:: Extract provided ::
· · · ·

Surprising beauty found in bacterial cultures
Microbial communities inhabit every ecosystem on Earth, from soil to rivers to the human gut. While single-species microbial cultures are often used in labs, in the real world, many different microbial species inhabit the same space. NSF-funded researchers at the University of California, San Diego have discovered that when certain microbes pair up, stunning floral patterns emerge. Understanding the patterns could have important implications for studying biofilms.
In a paper published in eLife, researchers report that when non-motile E. coli are placed together with motile A. baylyi, the E. coli "catch a wave" at the front of the expanding A. baylyi colony. Motility is the ability of an organism to move independently.
When E. coli and A. baylyi are mixed together, both strains flourish and spread as the non-motile E. coli hitch a ride on the highly mobile A. baylyi. Intricate flower-like patterns then emerge in the colony over a 24-hour period.
To uncover how the flower patterns form, the researchers developed mathematical models that considered the different physical properties of the two strains.
It turned out that in areas where there is less E. coli accumulation, there is also less friction, allowing the boundaries to push out faster. In the areas where there is more E. coli accumulation and more friction, the boundaries stagnate. That's what creates the "petals" of the flower.

· · · ·

:: Input data ::
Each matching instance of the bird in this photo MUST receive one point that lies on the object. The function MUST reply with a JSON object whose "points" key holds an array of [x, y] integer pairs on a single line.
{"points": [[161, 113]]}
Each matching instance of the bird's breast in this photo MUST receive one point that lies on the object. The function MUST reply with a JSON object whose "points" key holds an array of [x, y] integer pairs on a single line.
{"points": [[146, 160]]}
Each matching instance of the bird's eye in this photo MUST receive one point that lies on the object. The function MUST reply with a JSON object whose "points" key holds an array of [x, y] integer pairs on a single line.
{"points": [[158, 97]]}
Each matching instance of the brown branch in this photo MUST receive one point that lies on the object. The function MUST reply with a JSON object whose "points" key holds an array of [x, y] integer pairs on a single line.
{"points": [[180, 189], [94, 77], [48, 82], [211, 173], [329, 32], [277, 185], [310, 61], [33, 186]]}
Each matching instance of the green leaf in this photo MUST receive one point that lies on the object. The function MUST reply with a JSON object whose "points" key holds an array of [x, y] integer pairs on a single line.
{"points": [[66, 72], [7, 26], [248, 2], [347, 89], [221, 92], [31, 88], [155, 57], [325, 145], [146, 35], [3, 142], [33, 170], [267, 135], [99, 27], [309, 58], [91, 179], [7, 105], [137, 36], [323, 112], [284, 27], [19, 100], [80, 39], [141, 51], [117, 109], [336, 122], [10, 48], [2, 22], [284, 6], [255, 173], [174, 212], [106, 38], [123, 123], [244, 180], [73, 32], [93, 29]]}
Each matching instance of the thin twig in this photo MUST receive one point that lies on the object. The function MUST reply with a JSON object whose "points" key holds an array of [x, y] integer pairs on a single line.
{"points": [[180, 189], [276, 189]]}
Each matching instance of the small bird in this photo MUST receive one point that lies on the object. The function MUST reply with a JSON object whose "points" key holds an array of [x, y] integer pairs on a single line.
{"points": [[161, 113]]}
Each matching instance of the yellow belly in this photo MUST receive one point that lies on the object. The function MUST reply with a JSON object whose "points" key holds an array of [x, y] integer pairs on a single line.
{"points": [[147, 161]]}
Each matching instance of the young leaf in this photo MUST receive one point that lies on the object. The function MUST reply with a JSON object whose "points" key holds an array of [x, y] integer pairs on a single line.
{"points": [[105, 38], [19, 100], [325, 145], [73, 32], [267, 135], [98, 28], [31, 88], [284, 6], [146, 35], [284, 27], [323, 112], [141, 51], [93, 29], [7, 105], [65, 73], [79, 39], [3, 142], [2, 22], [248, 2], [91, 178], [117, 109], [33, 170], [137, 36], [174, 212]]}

· · · ·

:: Instructions ::
1. Reproduce verbatim the passage of the article on bacterial flower patterns that runs from "When E. coli" up to and including "of the flower.".
2. Resume the article on bacterial flower patterns, picking up right after its final sentence.

:: Responses to the tasks ::
1.
When E. coli and A. baylyi are mixed together, both strains flourish and spread as the non-motile E. coli hitch a ride on the highly mobile A. baylyi. Intricate flower-like patterns then emerge in the colony over a 24-hour period.
To uncover how the flower patterns form, the researchers developed mathematical models that considered the different physical properties of the two strains.
It turned out that in areas where there is less E. coli accumulation, there is also less friction, allowing the boundaries to push out faster. In the areas where there is more E. coli accumulation and more friction, the boundaries stagnate. That's what creates the "petals" of the flower.

2.
Further analysis suggests this type of pattern forms when motile bacteria are mixed with a non-motile strain that has a higher growth rate or effective surface friction, which could have important implications in studying biofilms.
Biofilms are communities of microorganisms—including bacteria and fungi—that adhere to each other and to surfaces, creating strong matrices that are difficult to break down. Common examples include dental plaque and “pond scum.” They also grow in medical devices such as pacemakers and catheters. Learning how non-motile bacteria "stick" to motile bacteria may provide insight into how biofilms are formed and how they can be eliminated.
"Studying interactions in biological entities such as bacteria and their emergent structures is important for understanding pattern formation in complex systems," says Krastan Blagoev, a program director in NSF's Division of Physics. "NSF supports this kind of research because these natural structures are efficient in resource management and can help us build more efficient infrastructure."